Detection annotation records
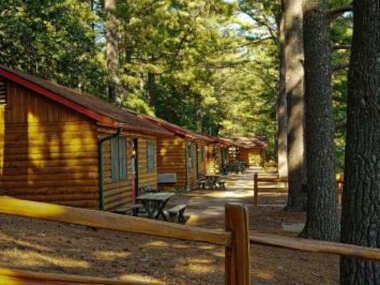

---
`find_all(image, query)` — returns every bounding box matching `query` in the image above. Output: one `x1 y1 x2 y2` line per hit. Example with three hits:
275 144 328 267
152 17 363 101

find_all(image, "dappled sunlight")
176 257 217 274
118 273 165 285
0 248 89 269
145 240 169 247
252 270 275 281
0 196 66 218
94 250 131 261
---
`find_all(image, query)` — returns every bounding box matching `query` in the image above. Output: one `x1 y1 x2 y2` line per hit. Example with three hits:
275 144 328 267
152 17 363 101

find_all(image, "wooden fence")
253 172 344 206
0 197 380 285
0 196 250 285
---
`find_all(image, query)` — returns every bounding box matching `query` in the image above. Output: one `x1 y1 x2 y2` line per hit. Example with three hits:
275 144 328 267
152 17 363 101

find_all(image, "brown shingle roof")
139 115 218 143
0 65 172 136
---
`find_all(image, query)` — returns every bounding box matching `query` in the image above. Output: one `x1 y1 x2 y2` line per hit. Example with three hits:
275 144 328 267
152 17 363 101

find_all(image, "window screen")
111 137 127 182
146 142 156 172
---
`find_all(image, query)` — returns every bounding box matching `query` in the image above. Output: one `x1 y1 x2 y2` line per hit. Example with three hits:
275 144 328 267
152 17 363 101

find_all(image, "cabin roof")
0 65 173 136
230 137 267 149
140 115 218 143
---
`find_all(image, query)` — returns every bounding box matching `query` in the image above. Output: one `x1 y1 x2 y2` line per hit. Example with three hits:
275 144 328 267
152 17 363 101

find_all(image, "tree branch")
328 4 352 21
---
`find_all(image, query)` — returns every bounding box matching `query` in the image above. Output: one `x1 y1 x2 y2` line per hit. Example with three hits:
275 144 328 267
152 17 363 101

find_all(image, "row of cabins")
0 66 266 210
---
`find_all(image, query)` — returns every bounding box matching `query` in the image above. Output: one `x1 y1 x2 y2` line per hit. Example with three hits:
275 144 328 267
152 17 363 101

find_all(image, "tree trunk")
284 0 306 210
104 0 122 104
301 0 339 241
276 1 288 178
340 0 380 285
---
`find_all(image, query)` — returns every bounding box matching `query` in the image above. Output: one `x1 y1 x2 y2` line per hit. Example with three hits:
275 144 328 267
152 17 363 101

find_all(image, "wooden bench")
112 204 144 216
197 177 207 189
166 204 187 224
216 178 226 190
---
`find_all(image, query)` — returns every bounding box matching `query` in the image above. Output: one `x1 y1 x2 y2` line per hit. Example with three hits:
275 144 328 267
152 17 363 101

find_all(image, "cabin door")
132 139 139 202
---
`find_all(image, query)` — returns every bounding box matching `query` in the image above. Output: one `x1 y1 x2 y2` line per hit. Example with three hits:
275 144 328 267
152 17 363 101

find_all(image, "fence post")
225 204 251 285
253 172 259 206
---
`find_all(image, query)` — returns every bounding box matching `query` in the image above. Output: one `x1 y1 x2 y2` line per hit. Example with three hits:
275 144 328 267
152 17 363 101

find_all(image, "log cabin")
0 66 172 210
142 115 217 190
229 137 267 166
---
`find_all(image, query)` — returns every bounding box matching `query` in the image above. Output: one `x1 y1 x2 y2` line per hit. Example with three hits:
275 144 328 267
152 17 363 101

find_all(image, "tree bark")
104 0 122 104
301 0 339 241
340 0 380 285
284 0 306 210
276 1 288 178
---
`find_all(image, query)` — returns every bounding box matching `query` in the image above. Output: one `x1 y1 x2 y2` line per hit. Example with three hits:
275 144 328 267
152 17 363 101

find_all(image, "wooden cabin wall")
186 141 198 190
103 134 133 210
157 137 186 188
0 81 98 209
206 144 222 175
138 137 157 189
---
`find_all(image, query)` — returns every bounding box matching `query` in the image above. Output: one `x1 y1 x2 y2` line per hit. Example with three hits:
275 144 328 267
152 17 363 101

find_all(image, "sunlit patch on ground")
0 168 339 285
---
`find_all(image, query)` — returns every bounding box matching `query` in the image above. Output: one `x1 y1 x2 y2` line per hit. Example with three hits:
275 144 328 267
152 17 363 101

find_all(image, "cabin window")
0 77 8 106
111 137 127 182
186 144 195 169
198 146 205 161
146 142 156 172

Exercise task:
Count the lines in the rows above that contain the word "tree". Reply with the number alone.

Solution to the exercise:
3